[REQUIRED ACTION]:
Within the data beneath, some lines may hold the word "truck". Give the number of those lines and nothing else.

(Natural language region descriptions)
+-------+

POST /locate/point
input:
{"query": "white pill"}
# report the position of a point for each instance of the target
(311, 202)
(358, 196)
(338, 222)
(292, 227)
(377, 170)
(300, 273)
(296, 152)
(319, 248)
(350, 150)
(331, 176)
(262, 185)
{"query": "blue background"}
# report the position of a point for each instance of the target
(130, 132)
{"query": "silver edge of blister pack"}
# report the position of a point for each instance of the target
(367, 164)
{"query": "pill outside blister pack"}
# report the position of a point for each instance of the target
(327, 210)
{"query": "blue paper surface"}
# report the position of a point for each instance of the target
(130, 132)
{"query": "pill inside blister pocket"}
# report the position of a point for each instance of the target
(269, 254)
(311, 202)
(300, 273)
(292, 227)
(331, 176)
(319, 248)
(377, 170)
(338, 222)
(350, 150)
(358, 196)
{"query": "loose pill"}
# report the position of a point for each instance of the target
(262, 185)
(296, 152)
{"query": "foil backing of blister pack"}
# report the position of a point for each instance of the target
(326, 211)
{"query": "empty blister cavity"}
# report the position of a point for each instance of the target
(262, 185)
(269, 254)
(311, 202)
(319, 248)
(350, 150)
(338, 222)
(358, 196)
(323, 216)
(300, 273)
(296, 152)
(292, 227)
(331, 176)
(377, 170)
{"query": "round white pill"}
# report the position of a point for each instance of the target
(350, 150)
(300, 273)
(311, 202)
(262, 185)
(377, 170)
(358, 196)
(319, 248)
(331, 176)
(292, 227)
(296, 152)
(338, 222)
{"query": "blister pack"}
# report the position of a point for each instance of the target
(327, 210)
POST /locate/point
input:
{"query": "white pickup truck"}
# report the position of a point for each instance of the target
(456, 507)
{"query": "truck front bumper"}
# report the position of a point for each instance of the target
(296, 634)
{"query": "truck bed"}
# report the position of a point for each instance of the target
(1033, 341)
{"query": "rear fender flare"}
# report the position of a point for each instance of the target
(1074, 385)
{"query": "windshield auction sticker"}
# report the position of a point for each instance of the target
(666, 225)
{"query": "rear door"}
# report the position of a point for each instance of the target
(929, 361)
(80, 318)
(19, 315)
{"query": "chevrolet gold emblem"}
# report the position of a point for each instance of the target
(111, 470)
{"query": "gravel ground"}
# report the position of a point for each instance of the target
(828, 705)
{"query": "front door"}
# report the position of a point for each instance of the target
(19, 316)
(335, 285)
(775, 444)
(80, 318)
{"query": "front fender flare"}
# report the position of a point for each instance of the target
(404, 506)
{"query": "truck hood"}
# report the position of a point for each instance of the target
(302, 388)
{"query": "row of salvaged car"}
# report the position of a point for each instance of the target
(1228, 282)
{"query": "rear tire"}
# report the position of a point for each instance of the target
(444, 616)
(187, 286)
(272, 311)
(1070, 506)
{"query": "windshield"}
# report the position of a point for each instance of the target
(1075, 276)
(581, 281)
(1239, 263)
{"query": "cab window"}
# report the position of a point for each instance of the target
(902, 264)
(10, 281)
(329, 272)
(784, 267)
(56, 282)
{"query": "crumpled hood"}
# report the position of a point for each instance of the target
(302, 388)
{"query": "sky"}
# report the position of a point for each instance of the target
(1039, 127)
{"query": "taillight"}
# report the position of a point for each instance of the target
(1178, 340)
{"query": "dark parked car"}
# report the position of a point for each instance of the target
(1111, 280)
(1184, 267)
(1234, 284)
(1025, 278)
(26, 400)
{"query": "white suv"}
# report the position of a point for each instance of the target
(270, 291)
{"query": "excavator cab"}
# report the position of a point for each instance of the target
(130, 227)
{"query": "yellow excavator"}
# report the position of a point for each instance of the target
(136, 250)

+-------+

[RESULT FOR THIS EXERCISE]:
4